▸ **Problem to work on**:
Reproduce the records below, substituting "widest part" for every occurrence of "thickest part" and leaving all other text unchanged.

▸ **Given data**:
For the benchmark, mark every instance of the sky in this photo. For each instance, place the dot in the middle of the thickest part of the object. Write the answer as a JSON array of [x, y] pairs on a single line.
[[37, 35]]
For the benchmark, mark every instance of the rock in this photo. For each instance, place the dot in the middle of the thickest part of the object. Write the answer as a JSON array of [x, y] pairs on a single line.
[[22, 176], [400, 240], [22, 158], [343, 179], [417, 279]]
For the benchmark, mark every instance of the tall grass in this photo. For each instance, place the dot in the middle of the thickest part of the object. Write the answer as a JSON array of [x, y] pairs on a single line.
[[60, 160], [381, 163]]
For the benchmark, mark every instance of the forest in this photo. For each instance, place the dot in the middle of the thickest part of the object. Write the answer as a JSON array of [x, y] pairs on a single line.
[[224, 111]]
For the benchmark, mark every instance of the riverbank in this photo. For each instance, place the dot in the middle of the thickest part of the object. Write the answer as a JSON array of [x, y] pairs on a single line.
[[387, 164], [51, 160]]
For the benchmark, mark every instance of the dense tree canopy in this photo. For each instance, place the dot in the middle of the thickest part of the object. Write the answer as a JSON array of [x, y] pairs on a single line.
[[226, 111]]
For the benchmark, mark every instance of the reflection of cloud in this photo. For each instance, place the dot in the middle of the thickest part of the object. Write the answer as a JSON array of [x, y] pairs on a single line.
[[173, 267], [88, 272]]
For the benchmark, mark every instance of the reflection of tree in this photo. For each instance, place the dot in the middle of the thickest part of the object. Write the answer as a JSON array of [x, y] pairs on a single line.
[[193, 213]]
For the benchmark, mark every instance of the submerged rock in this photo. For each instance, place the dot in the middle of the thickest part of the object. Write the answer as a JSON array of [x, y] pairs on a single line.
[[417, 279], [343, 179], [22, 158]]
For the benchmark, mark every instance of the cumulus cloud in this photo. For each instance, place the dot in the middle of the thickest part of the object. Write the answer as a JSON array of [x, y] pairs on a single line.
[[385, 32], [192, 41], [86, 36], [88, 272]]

▸ **Task response**:
For the benchmark, mark every instance of the sky in this photo. For each instance, place the dot in the middle of the widest part of the object. Write the answer as a JSON array of [x, y] pairs on a single line.
[[37, 35]]
For the benchmark, mark every instance of the rock in this photo. For each instance, place the dot in the middle of the widest part of the object. Write the answer as a JSON array of [x, y] pairs on a single line.
[[22, 176], [400, 240], [22, 158], [343, 179], [417, 279]]
For the benchmark, mark every instance of the tall grass in this photo. For each instance, place the dot in the middle of the widest part of the object. Write the answer as a JSON array of [x, y] pairs on a single line.
[[60, 160], [381, 163]]
For the benchmark, mark every instance of the forest in this photo. For each instance, place the dot in the middle of the widest part of the object. Write the answer as a JSON array of [x, y] pairs on a single line.
[[224, 111]]
For the benchmark, mark every instance of the riverbank in this photo. For each instance, place the dot in the middle of the widest part of the object. Write the answer as a JSON array of [x, y] pairs on a single line.
[[387, 164], [51, 160]]
For the benchmark, mark every instance of the dense tree canopy in this photo. For each instance, place the dot in the middle of the widest part of the object. Write the answer as a JSON array of [x, y] pairs on a single line.
[[226, 111]]
For the benchmark, mark every instance of the reflection of cloud in this photo. For each instance, place the dot in the middle of the widest part of the object. Write the answer as a JSON array of [x, y] pairs on a single line.
[[173, 267], [88, 272]]
For the benchmark, mark every instance of the reflection of tree in this photo. For each instance, place the dot in the middle of the widest part of the object. Write the answer as a JSON array of [x, y] pairs on a single line.
[[193, 213]]
For the benchmark, mark every instance of the submerged rock in this photo. For each instance, place the dot in the middle of the widest part of the object. Write the answer as a JSON array of [x, y] pairs on a single line.
[[417, 279], [343, 179], [22, 158]]
For the benchmark, mark every instance of the cumulus cloud in this photo. For each instance, place the dot in the middle of the widest part of the object. Write the answer as a JSON array of [x, y] pairs on a single line.
[[385, 32], [192, 41], [86, 36], [88, 272]]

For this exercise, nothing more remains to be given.